- Task to carry out
Every entry must appear in the answer exactly as it does here.

- Given data
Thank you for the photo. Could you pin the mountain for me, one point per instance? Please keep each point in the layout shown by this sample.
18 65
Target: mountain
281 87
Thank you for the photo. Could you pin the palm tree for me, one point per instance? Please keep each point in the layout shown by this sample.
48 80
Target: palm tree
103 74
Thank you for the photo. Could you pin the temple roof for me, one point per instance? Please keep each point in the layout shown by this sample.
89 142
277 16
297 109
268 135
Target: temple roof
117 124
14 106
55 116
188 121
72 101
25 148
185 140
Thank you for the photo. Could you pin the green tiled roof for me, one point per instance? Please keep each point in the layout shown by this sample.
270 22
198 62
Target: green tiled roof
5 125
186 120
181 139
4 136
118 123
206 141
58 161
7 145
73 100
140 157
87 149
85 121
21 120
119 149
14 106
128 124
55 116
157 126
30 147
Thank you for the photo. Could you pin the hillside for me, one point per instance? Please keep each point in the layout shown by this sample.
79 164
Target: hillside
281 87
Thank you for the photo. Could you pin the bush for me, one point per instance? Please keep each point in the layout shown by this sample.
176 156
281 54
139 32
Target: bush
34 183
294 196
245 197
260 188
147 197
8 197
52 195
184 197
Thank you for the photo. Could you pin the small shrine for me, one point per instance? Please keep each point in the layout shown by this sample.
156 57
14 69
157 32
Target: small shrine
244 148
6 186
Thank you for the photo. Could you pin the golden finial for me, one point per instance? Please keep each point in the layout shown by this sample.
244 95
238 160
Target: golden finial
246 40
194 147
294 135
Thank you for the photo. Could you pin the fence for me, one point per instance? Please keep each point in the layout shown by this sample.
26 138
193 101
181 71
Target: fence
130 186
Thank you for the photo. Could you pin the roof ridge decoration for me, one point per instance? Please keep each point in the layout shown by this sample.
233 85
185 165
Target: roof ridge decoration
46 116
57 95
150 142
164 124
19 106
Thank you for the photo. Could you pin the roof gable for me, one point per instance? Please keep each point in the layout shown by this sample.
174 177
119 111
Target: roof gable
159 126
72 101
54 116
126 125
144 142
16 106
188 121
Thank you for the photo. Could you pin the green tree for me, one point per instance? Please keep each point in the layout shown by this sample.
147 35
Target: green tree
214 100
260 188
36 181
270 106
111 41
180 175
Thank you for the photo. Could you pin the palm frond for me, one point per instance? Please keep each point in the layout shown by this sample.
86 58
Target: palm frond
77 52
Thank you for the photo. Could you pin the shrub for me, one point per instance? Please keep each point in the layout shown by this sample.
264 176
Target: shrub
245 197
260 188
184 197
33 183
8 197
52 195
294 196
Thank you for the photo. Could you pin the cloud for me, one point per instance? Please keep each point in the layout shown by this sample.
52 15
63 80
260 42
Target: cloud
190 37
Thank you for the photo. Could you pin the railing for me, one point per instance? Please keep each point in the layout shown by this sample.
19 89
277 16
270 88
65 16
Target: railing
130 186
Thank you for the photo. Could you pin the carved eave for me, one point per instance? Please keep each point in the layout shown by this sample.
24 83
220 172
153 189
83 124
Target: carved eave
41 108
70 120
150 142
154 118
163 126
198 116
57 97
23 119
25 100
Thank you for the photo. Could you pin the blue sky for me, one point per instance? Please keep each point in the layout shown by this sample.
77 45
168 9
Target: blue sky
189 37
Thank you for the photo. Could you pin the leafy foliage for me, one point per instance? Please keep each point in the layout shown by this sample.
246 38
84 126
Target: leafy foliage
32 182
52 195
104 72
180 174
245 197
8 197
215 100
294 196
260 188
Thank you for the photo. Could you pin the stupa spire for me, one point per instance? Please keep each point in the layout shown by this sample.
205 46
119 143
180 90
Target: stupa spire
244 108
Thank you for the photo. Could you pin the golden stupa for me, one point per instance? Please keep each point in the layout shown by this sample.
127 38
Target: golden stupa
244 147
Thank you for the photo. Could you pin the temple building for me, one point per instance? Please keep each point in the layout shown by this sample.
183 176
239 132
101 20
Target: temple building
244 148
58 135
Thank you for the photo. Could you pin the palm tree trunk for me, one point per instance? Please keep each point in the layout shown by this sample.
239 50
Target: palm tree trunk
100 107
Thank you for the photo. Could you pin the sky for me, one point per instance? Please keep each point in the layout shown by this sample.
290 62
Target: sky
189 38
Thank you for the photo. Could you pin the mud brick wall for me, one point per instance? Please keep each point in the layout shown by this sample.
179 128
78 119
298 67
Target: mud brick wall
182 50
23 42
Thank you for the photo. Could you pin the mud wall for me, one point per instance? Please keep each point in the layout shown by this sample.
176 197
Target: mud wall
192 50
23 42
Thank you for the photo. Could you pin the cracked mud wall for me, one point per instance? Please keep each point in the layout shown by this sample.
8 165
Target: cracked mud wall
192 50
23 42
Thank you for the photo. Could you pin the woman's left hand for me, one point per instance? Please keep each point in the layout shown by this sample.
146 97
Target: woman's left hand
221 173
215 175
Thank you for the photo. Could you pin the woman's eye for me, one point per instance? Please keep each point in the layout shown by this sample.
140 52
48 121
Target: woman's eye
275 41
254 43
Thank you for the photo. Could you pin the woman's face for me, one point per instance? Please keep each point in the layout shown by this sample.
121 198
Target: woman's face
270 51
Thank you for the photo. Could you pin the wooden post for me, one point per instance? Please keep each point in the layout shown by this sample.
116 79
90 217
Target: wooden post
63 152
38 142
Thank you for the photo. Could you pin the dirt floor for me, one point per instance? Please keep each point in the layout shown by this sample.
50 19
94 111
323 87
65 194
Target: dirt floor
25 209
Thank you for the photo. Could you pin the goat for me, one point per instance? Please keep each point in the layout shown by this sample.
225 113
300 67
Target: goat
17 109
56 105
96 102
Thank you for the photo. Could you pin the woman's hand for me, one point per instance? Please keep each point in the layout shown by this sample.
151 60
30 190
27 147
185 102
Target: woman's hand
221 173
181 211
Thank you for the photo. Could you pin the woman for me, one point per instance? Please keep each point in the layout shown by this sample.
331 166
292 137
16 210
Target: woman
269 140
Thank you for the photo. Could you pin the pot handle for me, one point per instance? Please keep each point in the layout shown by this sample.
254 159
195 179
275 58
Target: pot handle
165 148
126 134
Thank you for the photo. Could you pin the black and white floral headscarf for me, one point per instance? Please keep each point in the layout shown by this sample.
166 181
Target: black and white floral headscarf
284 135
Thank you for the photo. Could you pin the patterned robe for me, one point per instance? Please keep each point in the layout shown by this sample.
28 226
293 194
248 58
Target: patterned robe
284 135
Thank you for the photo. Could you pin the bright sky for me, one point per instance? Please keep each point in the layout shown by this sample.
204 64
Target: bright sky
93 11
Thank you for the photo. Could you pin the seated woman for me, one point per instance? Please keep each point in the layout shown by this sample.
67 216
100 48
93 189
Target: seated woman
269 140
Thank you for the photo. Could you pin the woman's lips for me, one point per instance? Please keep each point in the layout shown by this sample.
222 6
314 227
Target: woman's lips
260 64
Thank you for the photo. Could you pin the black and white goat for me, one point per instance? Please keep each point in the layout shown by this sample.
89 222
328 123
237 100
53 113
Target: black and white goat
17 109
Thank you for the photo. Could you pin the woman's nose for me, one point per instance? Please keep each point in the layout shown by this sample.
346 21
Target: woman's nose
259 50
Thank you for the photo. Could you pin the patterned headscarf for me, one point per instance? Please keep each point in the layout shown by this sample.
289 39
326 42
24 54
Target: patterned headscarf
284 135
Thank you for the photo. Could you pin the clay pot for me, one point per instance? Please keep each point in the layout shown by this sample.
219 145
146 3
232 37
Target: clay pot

- Answer section
Thank you for the photo. Could you pin the mountain for me, one point per instance? Please keep each point in the layout shown by this sample.
18 65
Target: mountain
281 87
Thank you for the photo. Could you pin the palm tree for me, one point per instance? Please keep each point in the layout shown by this sample.
48 80
Target: palm tree
103 74
Thank you for the photo. Could you pin the temple roof for me, one point per instance? Please keep each point in the layout shown by this sample.
89 142
277 16
297 109
268 135
Target: temple roof
117 124
14 106
55 116
188 121
72 101
25 148
185 140
Thank you for the photo. Could you pin the green tiled roof for me, one point per instance? Please keep each point in the layout shown by this sample.
270 22
198 62
Target: green tiled roof
5 125
186 120
181 139
4 136
118 123
206 141
58 161
7 145
73 100
140 157
87 149
85 121
21 120
119 149
14 106
128 124
55 116
157 126
30 147
Thank you for the photo. Could you pin the hillside for me, one point per instance? Please keep each point in the layout shown by this sample.
79 164
Target: hillside
281 87
Thank you for the photo. Could you pin the bush for me, one point per instance? Please keep each point in the layout shown by this sample.
176 156
281 54
139 32
Target: bush
34 183
294 196
245 197
260 188
147 197
8 197
52 195
184 197
Thank you for the photo. Could you pin the small shrine for me, one point per instance? Please keep each point in the layout shown by this sample.
156 57
14 69
157 32
Target: small shrine
244 148
6 186
Thank you for the photo. Could you pin the golden finial for me, one point per instance? Please keep each point in the layout shown by this sample.
244 95
238 160
Target: golden finial
246 40
194 147
294 135
Thank you for the photo. Could you pin the fence for me, one point per instance? Please keep each point in the layout shown by this sample.
26 138
193 101
181 71
Target: fence
130 186
Thank you for the photo. Could you pin the roof ridge decoration for me, one point per instance? Please keep each point in the layout shown by this sample.
233 85
185 165
Target: roof ridge decoration
46 116
57 95
150 142
164 124
19 106
Thank you for the photo. Could you pin the roof gable for me, one point per instance? Please keep each point in the layout shown by this sample.
174 177
119 111
Target: roof gable
159 126
72 101
54 116
126 125
144 142
16 106
188 121
Thank you for the photo. Could you pin the green tree for me, one point per instance? Please keep each point in the layout shown by this sample.
147 35
Target: green tree
214 100
260 188
36 181
270 106
111 41
180 175
Thank you for the photo. Could you pin the palm frond for me, one point per instance? Please keep each point in the layout shown by this sample.
86 58
Target: palm frond
77 52
Thank you for the photo. Could you pin the shrub for me, one point per instance? Please keep each point in the layout shown by this sample.
264 176
Target: shrub
245 197
260 188
184 197
33 183
8 197
52 195
294 196
Thank you for the photo. Could you pin the cloud for me, one point per instance? Please keep each point in the layout shown by this sample.
52 15
63 80
260 42
Target: cloud
190 37
Thank you for the photo. Could you pin the railing for me, one point per instance? Please keep each point in the layout shown by this sample.
19 89
277 16
270 88
65 16
Target: railing
130 186
Thank you for the photo. Could you pin the carved eave for me, one point per instance? Please keep each point in the layout shown by this sample.
24 83
220 172
153 189
83 124
Target: carved eave
41 108
70 120
150 142
154 118
163 126
198 116
57 97
23 119
25 100
Thank you for the photo. Could you pin the blue sky for me, one point per instance? Please keep each point in the layout shown by this sample.
77 45
168 9
Target: blue sky
189 37
Thank you for the photo. Could you pin the leafy foliage for me, one point per instance? Please keep each point in the layout shown by this sample.
246 38
84 126
Target: leafy foliage
32 182
52 195
104 72
180 174
245 197
8 197
215 100
294 196
260 188
Thank you for the photo. Could you pin the stupa spire for me, one point per instance? Please keep each point in the layout shown by this sample.
205 46
119 143
180 90
Target: stupa spire
244 108
Thank you for the photo. Could you pin the golden stupa for me, one point per instance? Please keep each point in the layout shown by this sample.
127 38
Target: golden stupa
244 147
Thank you for the photo. Could you pin the temple building for me, one point per instance? Please keep each point in the layout shown by this sample.
183 176
239 132
101 20
Target: temple building
244 148
58 135
Thank you for the photo. Could you pin the palm tree trunk for me, one point per instance? Please keep each point in the layout shown by this sample.
239 50
Target: palm tree trunk
100 107
Thank you for the photo. Could you pin the sky for me, one point per instance? Please keep each point in the layout shown by this sample.
290 62
Target: sky
189 38
Thank you for the photo. Could you pin the mud brick wall for me, one point per instance? Please keep each point in the layout shown by this sample.
179 128
78 119
298 67
Target: mud brick wall
182 50
23 42
Thank you for the photo. Could you pin the mud wall for me, one point per instance? Please keep each point in the layout shown by this sample.
176 197
Target: mud wall
192 50
23 42
Thank you for the photo. Could you pin the cracked mud wall for me, one point per instance? Please keep each point in the layout shown by this sample.
8 165
Target: cracked mud wall
192 50
23 42
Thank you for the photo. Could you pin the woman's left hand for me, one point per instance? Please keep each point in the layout shown by this sample.
146 97
Target: woman's left hand
221 173
215 175
Thank you for the photo. Could you pin the woman's eye for me, one point per instance? Please keep each point in the layout shown by this sample.
140 52
48 121
Target: woman's eye
275 41
254 43
Thank you for the photo. Could you pin the woman's face for me, one point per instance? Please keep each point in the layout shown by this sample.
121 198
Target: woman's face
270 51
Thank you for the photo. Could you pin the wooden post for me, one point per instance? Please keep each point in the layout shown by this sample.
116 79
90 217
Target: wooden post
63 152
38 142
Thank you for the photo. Could you pin the dirt floor for me, one point per instance? Please keep each point in the layout shown by this sample.
50 19
94 111
323 87
65 194
Target: dirt floor
25 209
Thank you for the photo. Could you pin the goat for me, one point per instance? Please keep each point in the layout shown by this sample.
225 113
300 67
Target: goat
17 109
56 105
96 102
Thank you for the photo. Could you pin the woman's hand for me, one point per instance? Please keep each point in the layout shown by this sample.
151 60
30 190
27 147
185 102
Target: woman's hand
221 173
181 211
Thank you for the photo. Could you pin the woman for me, one point per instance? Please keep each point in the layout shown by this sample.
331 166
292 137
16 210
Target: woman
269 140
Thank you for the photo. Could you pin the pot handle for me, one point per instance? Please keep each point in the layout shown by this sample.
254 159
195 179
275 58
Target: pot handle
165 148
126 134
Thank you for the photo. Could you pin the black and white floral headscarf for me, one point per instance? Please keep each point in the layout shown by this sample.
166 181
Target: black and white floral headscarf
284 135
Thank you for the photo. Could you pin the patterned robe for me, one point per instance? Please keep each point in the layout shown by this sample.
28 226
293 194
248 58
Target: patterned robe
284 135
Thank you for the photo. Could you pin the bright sky for me, one point per instance? Please keep each point in the layout shown by this sample.
204 64
Target: bright sky
93 11
Thank you for the photo. Could you pin the seated woman for me, one point per instance? Please keep each point in the layout shown by this sample.
67 216
100 48
93 189
Target: seated woman
269 140
Thank you for the photo. Could you pin the woman's lips for me, one point per instance? Please keep each point in the layout shown by this sample.
222 6
314 227
Target: woman's lips
260 64
Thank you for the photo. Could you pin the black and white goat for me, one point per instance? Please keep each point in the layout shown by this sample.
89 222
328 123
237 100
53 113
Target: black and white goat
17 109
Thank you for the photo. Could you pin the woman's nose for me, one point per instance? Please keep each point in the layout shown by this sample.
346 21
Target: woman's nose
259 50
Thank you for the photo. Could you pin the patterned headscarf for me, one point per instance? Please keep each point in the layout shown by this sample.
289 39
326 42
24 54
Target: patterned headscarf
284 135
Thank you for the photo. Could you pin the clay pot for me, one point per instance? Please keep each point in the layout shown by this sample.
219 145
146 3
232 37
Target: clay pot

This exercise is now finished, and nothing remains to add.